本文中の「明日は、ウッジューのケアが始まって14回目の金曜日(98日)を迎えます」を英語に訳してください。

[本文]
━━━━

今日は、夜ランで、4,349歩(3.1㎞)走りました🏃


明日は、ウッジューのケアが始まって14回目の金曜日(98日)を迎えます😸👩🏻‍🦰😺


ウッジューは、劇的な回復とかは、あまり無いねけども、ほんまに有難い毎日を送らせて貰っていて、けど、13回目の金曜日あたりから、ウチは何回目か覚えられんくなってきていて、このままではアカンと思って、やっぱりもっぺんここにまた書かせて貰おうと思います。


        えっへん<(`^´)>

   With "Ryoryo"(ウイズ リョーリョー)

━━━━

[検出アノテーションの記録]
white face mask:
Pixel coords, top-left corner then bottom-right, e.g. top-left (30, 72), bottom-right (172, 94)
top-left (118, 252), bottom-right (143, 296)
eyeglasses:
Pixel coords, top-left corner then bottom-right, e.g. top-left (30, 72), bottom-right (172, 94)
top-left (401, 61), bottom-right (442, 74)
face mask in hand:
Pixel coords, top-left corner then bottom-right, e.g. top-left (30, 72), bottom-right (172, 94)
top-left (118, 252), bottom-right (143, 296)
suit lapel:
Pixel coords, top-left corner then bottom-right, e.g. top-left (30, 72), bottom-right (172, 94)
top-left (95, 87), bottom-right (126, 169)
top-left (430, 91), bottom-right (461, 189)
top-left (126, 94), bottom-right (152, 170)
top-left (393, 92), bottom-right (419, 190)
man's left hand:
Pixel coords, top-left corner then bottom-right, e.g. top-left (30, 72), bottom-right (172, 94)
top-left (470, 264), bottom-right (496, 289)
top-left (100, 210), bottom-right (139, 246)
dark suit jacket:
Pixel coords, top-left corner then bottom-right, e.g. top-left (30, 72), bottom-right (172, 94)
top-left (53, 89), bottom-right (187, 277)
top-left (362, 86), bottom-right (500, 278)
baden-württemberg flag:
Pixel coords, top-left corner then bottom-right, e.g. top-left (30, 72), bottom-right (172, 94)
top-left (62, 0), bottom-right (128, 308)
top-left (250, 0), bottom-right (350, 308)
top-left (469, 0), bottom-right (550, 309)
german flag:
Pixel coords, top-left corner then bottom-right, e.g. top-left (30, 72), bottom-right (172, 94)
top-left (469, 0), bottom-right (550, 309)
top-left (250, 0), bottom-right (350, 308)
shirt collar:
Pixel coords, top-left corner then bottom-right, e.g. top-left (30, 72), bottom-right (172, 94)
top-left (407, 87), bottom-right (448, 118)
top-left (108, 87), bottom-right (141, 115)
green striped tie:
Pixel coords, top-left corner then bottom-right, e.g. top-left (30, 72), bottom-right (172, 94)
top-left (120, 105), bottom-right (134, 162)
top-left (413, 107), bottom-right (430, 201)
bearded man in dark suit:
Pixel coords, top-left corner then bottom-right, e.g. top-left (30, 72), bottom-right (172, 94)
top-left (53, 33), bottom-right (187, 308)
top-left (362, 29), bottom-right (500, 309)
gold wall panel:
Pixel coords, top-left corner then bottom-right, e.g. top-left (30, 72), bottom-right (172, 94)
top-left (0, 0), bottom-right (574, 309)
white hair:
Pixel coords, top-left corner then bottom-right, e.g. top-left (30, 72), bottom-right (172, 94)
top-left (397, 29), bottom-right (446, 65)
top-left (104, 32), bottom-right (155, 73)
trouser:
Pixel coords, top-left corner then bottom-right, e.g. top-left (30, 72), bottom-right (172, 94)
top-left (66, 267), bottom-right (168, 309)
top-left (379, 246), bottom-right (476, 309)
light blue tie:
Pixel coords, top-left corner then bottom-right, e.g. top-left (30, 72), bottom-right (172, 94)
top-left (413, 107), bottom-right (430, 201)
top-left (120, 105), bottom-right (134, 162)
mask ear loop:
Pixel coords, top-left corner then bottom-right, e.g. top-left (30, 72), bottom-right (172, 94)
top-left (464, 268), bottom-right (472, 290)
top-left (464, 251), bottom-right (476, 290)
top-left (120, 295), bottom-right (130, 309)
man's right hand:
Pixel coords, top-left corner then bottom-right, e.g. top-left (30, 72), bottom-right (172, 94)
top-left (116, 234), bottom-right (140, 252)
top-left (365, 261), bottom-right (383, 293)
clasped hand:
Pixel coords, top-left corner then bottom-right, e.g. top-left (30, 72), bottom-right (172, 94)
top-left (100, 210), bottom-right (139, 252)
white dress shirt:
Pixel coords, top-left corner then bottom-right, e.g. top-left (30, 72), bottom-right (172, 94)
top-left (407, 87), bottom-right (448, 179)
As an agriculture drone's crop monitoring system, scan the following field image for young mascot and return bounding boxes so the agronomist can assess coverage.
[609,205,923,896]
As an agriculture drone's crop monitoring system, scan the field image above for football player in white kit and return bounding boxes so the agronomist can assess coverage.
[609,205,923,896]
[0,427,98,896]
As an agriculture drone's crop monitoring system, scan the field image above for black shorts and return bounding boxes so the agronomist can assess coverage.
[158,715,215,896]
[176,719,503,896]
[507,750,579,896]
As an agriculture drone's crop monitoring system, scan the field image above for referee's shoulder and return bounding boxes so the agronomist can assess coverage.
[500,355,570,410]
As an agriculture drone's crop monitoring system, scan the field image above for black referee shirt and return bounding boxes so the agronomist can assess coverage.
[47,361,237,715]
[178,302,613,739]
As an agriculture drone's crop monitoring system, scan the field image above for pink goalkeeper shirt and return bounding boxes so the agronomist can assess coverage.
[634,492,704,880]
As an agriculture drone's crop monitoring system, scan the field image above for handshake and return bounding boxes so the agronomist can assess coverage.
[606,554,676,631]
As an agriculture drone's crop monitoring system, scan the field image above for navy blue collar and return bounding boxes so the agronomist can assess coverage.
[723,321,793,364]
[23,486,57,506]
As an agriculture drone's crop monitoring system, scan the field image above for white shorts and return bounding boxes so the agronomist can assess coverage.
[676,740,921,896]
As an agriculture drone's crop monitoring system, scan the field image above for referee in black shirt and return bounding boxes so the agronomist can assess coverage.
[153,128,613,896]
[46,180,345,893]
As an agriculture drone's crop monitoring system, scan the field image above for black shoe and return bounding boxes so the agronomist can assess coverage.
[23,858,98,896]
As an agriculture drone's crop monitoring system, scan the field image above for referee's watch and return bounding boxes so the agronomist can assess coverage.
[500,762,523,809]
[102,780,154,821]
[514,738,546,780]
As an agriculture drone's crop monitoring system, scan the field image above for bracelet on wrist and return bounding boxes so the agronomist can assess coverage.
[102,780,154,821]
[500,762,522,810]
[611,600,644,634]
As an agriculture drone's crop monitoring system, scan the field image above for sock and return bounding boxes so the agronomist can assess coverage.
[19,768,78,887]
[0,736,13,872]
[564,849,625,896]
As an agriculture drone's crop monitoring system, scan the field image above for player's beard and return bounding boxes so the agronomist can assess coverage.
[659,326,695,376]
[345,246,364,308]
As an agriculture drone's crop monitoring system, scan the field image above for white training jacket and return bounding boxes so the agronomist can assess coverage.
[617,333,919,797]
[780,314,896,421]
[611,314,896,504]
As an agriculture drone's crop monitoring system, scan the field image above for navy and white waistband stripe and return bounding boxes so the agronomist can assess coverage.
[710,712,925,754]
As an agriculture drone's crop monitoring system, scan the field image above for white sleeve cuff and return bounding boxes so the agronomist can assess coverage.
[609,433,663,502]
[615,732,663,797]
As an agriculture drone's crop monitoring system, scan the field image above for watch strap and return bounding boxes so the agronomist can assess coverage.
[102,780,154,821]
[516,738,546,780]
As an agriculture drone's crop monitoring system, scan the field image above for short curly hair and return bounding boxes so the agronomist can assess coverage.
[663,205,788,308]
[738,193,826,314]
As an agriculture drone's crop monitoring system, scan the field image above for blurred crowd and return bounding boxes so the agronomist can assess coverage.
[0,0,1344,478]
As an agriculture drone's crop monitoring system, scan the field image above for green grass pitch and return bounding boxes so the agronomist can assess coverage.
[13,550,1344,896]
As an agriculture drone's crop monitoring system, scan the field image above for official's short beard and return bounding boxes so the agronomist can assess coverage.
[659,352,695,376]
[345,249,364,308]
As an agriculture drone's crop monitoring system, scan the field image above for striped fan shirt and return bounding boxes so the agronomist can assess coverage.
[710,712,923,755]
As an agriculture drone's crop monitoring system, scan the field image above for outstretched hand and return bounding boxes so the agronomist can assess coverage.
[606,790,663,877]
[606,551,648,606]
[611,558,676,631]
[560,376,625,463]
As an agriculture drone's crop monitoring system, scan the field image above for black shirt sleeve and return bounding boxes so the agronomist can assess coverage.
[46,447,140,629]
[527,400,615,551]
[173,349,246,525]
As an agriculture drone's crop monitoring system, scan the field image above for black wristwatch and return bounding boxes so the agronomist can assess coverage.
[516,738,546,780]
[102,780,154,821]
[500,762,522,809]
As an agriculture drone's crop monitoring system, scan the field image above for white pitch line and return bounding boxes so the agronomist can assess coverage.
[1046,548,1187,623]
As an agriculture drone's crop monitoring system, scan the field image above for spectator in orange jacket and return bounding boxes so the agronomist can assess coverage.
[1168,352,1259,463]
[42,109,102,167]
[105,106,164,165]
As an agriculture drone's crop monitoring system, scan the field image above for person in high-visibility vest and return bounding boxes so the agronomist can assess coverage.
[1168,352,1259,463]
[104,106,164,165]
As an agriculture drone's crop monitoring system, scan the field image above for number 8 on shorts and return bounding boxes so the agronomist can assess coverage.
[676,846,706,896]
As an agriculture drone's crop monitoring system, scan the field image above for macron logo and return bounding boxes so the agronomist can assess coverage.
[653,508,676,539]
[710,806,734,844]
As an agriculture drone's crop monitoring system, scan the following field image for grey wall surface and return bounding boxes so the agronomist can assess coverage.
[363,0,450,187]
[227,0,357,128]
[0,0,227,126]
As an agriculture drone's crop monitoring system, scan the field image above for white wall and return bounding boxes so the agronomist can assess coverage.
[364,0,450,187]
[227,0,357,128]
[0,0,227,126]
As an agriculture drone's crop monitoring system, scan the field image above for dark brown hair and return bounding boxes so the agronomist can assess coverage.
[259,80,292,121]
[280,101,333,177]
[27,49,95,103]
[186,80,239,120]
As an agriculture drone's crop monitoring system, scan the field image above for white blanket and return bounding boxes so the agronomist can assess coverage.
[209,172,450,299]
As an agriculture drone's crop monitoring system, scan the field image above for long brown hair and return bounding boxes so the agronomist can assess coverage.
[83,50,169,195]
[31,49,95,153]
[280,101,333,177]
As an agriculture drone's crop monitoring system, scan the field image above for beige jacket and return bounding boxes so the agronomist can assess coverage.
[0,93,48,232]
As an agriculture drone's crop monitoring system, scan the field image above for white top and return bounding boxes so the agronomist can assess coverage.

━━━━

[回答]
Tomorrow will be the 14th Friday (day 98) since Ujju's care began.